However, especially from the standpoint of a graduating high school senior, it
is very real.

I think there's an implied "first" (or "next" after secondary school) in all
of this.

------
dlytle
The older generation is bitter because they heavily invested according to a
specific system of advancement, lived a good life because of it, and now these
modern kids act like the system was always broken.

The younger generation is bitter because they heavily invested according to a
specific system of advancement, discovered that the rewards provided by the
system have fundamentally changed, and blame the geezers for steering them
down the wrong path.

Neither generation wants to accept that the rules have changed and don't pay
off the way they used to. That's why they're trying to find someone to blame.
(Other than themselves, of course.)

------
jsz0
I don't feel all that entitled but I can understand why the "get good grades,
goto a good college, have a wonderful life" crowd feels short changed. That
message was drilled into their heads by teachers, family, friends, etc. I
would probably feel entitled in that situation. You did all the "right things"

What the task asks: Transcribe the part of the forum thread starting at "Neither generation wants" and ending at "someone to blame.".

Provided material:
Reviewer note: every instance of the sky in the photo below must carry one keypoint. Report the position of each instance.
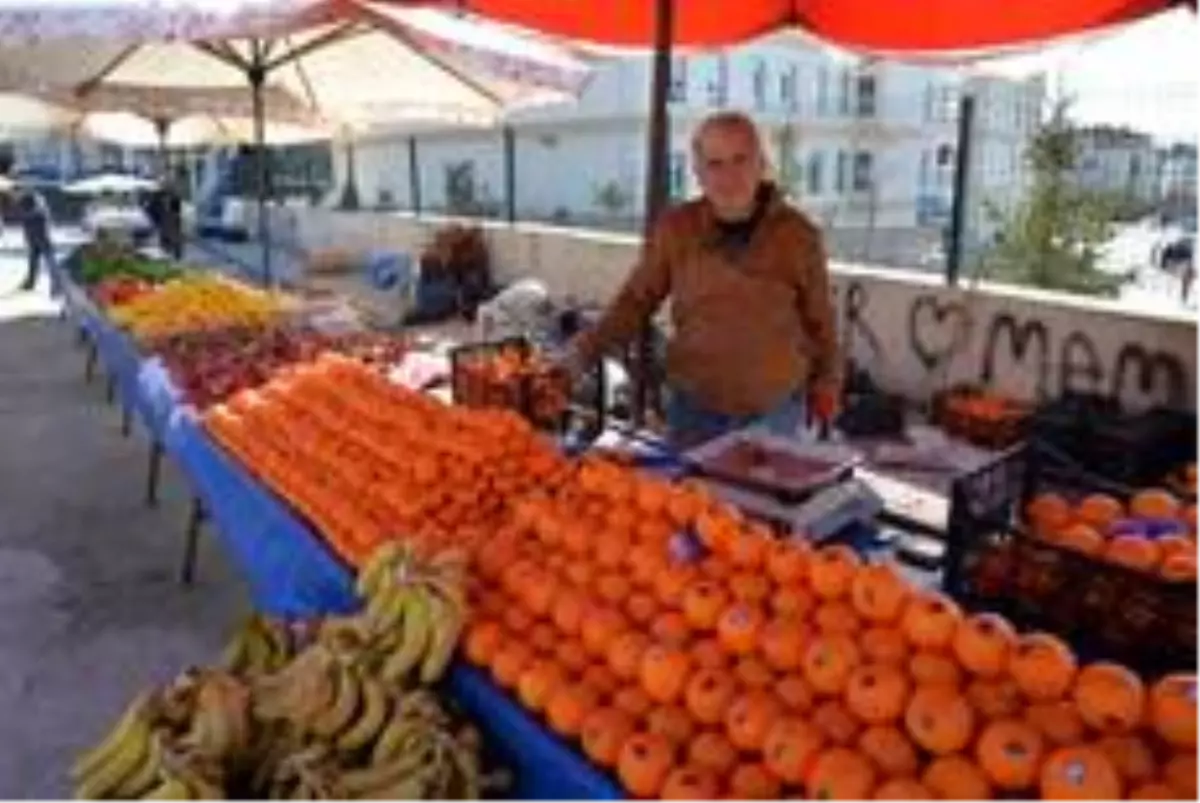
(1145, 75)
---
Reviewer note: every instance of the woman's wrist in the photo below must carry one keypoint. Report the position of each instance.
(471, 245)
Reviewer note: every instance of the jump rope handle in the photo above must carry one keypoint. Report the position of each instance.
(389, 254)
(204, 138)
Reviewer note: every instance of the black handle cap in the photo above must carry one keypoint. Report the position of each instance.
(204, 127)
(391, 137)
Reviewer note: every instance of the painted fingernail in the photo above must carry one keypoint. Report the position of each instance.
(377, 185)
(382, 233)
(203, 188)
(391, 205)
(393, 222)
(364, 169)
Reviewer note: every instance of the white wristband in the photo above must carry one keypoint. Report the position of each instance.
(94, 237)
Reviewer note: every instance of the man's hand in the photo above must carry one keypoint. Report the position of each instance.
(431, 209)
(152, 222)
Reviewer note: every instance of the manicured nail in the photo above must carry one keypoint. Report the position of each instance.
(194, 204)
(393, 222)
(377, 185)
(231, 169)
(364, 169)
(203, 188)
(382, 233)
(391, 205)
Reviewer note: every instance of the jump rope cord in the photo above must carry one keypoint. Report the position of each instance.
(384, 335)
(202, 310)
...
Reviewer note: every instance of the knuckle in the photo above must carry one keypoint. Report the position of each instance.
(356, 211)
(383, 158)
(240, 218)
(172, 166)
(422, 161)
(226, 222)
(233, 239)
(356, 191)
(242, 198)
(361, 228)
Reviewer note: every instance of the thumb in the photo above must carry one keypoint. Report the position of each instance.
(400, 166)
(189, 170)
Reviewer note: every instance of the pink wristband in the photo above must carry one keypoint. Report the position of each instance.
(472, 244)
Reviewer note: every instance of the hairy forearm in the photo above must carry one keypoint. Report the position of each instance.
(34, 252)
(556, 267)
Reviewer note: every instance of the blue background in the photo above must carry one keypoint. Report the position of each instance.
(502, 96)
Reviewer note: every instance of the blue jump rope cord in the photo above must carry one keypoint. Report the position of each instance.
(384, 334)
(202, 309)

Answer to the task:
Neither generation wants to accept that the rules have changed and don't pay
off the way they used to. That's why they're trying to find someone to blame.